> EXERCISE
On how many lines of the data below does the word "asphalt" appear? Reply with the number only.

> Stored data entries
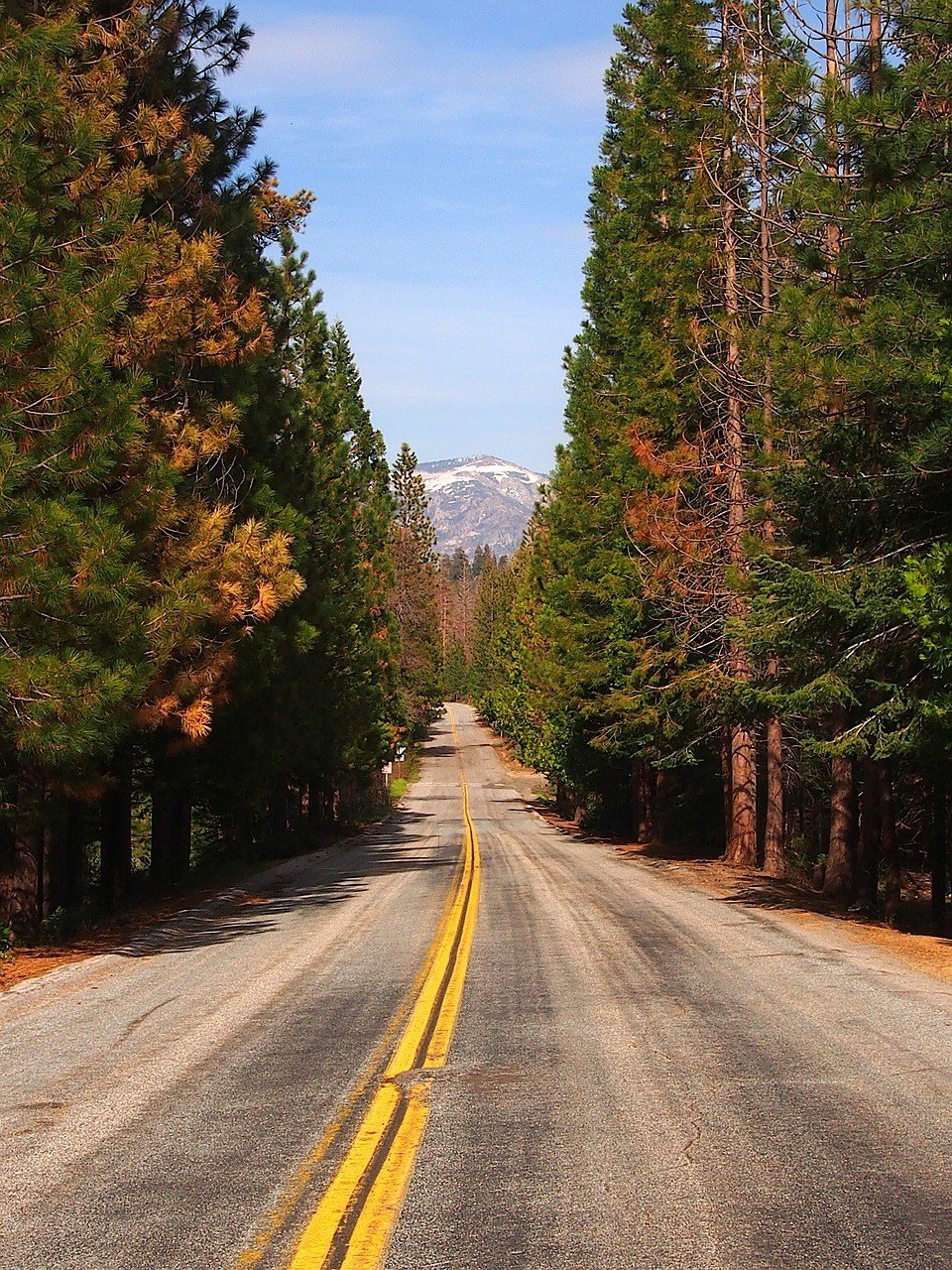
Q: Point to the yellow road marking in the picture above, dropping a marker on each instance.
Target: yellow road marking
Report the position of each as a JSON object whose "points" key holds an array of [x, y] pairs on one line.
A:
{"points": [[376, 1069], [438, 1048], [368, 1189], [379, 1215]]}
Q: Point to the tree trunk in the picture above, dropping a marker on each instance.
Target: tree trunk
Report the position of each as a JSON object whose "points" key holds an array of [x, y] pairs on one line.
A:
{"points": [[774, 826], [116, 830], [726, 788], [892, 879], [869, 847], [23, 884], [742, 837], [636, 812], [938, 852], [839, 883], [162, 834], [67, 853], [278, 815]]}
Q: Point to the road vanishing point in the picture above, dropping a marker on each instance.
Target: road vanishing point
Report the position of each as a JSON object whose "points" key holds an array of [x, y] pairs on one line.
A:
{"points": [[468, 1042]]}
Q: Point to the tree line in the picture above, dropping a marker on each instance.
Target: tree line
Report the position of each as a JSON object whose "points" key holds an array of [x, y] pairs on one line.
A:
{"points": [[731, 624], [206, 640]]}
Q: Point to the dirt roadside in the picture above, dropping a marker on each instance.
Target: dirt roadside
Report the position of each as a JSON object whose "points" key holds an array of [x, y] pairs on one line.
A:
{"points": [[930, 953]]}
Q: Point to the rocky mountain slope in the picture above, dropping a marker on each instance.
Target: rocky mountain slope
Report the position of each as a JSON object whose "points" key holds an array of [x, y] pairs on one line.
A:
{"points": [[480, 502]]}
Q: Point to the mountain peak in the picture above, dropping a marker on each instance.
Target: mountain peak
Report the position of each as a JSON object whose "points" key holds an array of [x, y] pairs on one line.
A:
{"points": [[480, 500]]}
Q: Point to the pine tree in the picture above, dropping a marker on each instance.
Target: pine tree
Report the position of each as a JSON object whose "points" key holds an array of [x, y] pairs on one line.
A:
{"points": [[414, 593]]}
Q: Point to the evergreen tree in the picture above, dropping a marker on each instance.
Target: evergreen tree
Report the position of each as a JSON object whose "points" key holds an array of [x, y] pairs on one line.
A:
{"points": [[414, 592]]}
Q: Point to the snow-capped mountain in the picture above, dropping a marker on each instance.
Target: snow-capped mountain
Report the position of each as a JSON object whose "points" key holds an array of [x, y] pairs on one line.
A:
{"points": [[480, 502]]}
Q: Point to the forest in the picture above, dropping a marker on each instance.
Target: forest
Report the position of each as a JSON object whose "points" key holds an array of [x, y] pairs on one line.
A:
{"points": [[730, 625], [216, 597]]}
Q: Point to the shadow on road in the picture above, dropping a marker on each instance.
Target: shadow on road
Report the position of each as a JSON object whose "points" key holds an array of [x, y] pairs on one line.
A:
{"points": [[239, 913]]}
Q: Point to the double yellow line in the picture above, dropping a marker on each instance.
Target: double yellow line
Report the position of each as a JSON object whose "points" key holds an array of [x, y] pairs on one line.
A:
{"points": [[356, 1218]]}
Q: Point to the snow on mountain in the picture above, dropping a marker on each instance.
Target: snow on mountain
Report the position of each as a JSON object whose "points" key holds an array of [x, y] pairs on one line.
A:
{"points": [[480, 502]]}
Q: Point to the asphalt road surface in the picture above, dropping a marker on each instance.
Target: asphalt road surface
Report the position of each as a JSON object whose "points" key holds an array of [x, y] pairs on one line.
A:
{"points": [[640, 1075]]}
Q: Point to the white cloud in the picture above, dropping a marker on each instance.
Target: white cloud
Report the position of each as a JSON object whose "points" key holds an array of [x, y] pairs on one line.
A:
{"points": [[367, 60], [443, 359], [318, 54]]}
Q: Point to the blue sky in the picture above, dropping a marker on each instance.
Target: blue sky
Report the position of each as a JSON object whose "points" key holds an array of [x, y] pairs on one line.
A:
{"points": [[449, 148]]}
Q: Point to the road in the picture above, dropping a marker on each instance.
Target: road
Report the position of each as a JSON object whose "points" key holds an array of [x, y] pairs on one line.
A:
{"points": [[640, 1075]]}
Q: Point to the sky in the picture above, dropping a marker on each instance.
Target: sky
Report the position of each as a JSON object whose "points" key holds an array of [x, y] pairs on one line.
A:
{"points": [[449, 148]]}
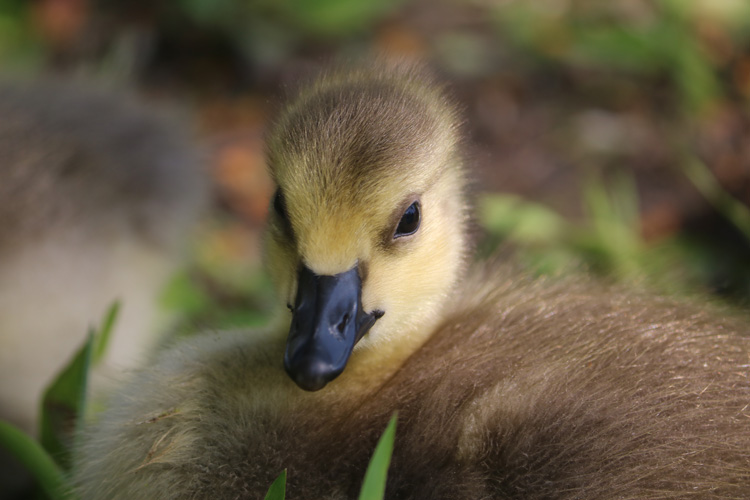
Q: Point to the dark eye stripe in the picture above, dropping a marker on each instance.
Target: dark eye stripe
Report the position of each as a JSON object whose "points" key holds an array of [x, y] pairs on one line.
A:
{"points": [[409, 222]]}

> PROBLEM SOLUTION
2